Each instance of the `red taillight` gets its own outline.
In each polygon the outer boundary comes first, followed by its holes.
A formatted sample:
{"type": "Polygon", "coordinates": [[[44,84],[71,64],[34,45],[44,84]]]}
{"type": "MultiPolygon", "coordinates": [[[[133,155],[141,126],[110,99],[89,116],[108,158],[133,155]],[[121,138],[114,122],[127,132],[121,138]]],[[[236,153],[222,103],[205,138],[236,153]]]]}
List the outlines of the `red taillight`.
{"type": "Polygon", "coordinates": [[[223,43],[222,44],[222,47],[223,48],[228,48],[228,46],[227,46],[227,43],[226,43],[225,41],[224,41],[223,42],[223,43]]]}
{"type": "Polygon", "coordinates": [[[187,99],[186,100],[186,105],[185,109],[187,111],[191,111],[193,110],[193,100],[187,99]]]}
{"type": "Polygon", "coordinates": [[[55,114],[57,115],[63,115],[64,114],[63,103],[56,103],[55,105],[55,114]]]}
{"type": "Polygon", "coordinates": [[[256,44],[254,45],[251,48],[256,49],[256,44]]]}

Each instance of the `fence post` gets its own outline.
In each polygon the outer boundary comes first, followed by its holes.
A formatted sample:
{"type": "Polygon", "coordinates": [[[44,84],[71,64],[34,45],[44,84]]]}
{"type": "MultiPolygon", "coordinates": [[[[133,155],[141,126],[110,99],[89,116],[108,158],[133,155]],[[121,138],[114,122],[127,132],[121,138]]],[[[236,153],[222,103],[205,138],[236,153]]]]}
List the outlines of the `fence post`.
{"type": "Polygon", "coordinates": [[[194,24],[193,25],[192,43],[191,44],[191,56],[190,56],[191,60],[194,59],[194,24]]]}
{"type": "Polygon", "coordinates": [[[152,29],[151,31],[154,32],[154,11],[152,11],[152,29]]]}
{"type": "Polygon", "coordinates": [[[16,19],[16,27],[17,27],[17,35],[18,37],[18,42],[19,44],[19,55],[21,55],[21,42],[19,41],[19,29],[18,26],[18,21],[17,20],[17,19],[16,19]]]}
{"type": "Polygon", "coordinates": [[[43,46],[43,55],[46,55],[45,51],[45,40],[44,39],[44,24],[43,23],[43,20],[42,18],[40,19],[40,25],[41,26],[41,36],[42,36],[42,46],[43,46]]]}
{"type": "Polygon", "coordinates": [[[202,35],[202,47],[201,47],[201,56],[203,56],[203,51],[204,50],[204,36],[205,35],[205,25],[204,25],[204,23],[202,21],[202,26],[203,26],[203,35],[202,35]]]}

+ + + + +

◆ Aim of the exercise ◆
Can you locate every line in the entries above that contains the string "fence" and copy each one out in full?

◆ Result of the exercise ◆
Each instance of the `fence post` gets its own outline.
List the outlines of the `fence post`.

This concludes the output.